Materials provided Block Start

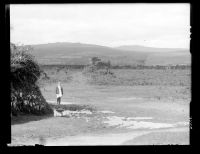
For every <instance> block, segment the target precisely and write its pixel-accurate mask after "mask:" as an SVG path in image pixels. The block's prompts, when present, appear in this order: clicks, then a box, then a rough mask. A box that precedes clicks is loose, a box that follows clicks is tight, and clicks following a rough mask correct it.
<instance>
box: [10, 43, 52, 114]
mask: <svg viewBox="0 0 200 154" xmlns="http://www.w3.org/2000/svg"><path fill="white" fill-rule="evenodd" d="M30 50H31V48H30V47H27V46H26V47H25V46H20V47H17V46H15V45H14V44H11V114H12V115H17V114H18V113H32V114H47V113H52V109H51V108H50V106H49V105H48V104H47V102H46V100H45V99H44V97H43V96H42V94H41V92H40V89H39V87H38V85H37V83H36V82H37V80H38V79H39V77H40V75H41V70H40V67H39V65H38V64H37V62H36V61H35V60H34V57H33V56H32V55H31V54H29V53H28V51H30Z"/></svg>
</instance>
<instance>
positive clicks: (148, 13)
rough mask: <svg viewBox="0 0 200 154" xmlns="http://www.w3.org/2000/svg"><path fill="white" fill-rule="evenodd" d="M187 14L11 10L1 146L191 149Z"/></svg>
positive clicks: (86, 7) (89, 11)
mask: <svg viewBox="0 0 200 154" xmlns="http://www.w3.org/2000/svg"><path fill="white" fill-rule="evenodd" d="M190 9H191V6H190V3H97V4H95V3H85V4H84V3H77V4H75V3H63V4H61V3H60V4H50V3H49V4H10V5H9V11H10V27H9V28H10V68H11V70H10V72H11V83H10V85H11V93H10V95H11V102H10V103H11V111H10V114H11V143H10V144H8V145H9V146H24V145H25V146H35V145H43V146H102V145H112V146H113V145H115V146H116V145H117V146H124V145H126V146H127V145H131V146H136V145H149V146H152V145H153V146H154V145H190V130H191V125H190V122H191V117H190V103H191V53H190V43H191V42H190V41H191V31H190V30H191V25H190V20H191V19H190V11H191V10H190Z"/></svg>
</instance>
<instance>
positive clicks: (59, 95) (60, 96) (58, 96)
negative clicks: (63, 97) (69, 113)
mask: <svg viewBox="0 0 200 154" xmlns="http://www.w3.org/2000/svg"><path fill="white" fill-rule="evenodd" d="M58 91H59V93H58V94H56V96H57V98H58V97H62V91H61V87H60V86H58Z"/></svg>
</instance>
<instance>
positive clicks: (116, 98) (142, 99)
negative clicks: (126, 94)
mask: <svg viewBox="0 0 200 154" xmlns="http://www.w3.org/2000/svg"><path fill="white" fill-rule="evenodd" d="M143 99H144V98H141V97H122V98H115V100H118V101H131V100H143Z"/></svg>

Materials provided Block End

- _Work item_: Reproduce all of the entries exactly as they appear, though any picture they include must be omitted.

- _Answer below_:
For every <instance> block, segment the target precisely and write its pixel-accurate mask after "mask:" as an SVG path in image pixels. The block's prompts, when present, appear in this order: clicks, then a box, then a rough mask. A box that precedes clicks is loose, a box that follows clicks is tight, and clicks following a rough mask correct it.
<instance>
box: [10, 43, 52, 114]
mask: <svg viewBox="0 0 200 154" xmlns="http://www.w3.org/2000/svg"><path fill="white" fill-rule="evenodd" d="M30 50H31V48H30V47H27V46H26V47H25V46H20V47H17V46H15V45H14V44H11V114H12V115H17V114H18V113H32V114H47V113H52V109H51V108H50V106H49V105H48V104H47V102H46V100H45V99H44V97H43V96H42V94H41V92H40V89H39V87H38V85H37V83H36V82H37V80H38V79H39V77H40V75H41V70H40V67H39V65H38V64H37V62H36V61H35V60H34V57H33V56H32V55H31V54H29V53H28V51H30Z"/></svg>
</instance>
<instance>
positive clicks: (148, 13)
rough mask: <svg viewBox="0 0 200 154" xmlns="http://www.w3.org/2000/svg"><path fill="white" fill-rule="evenodd" d="M187 14L11 10L1 146L191 149Z"/></svg>
positive clicks: (86, 7) (89, 11)
mask: <svg viewBox="0 0 200 154" xmlns="http://www.w3.org/2000/svg"><path fill="white" fill-rule="evenodd" d="M190 9H191V6H190V3H97V4H95V3H85V4H84V3H77V4H75V3H63V4H61V3H60V4H50V3H49V4H10V5H9V11H10V27H9V28H10V68H11V70H10V72H11V83H10V85H11V93H10V95H11V102H10V103H11V111H10V114H11V143H10V144H8V145H9V146H24V145H25V146H35V145H43V146H102V145H112V146H113V145H115V146H116V145H117V146H124V145H126V146H127V145H131V146H136V145H149V146H152V145H153V146H154V145H190V130H191V125H190V122H191V117H190V103H191V53H190V43H191V42H190V41H191V31H190V30H191V25H190V20H191V19H190V11H191V10H190Z"/></svg>
</instance>
<instance>
positive clicks: (59, 95) (60, 96) (58, 96)
negative clicks: (63, 97) (69, 113)
mask: <svg viewBox="0 0 200 154" xmlns="http://www.w3.org/2000/svg"><path fill="white" fill-rule="evenodd" d="M58 91H59V93H58V94H56V96H57V98H58V97H62V91H61V87H60V86H58Z"/></svg>
</instance>
<instance>
positive clicks: (116, 98) (142, 99)
negative clicks: (126, 94)
mask: <svg viewBox="0 0 200 154" xmlns="http://www.w3.org/2000/svg"><path fill="white" fill-rule="evenodd" d="M143 99H144V98H141V97H122V98H115V100H118V101H131V100H143Z"/></svg>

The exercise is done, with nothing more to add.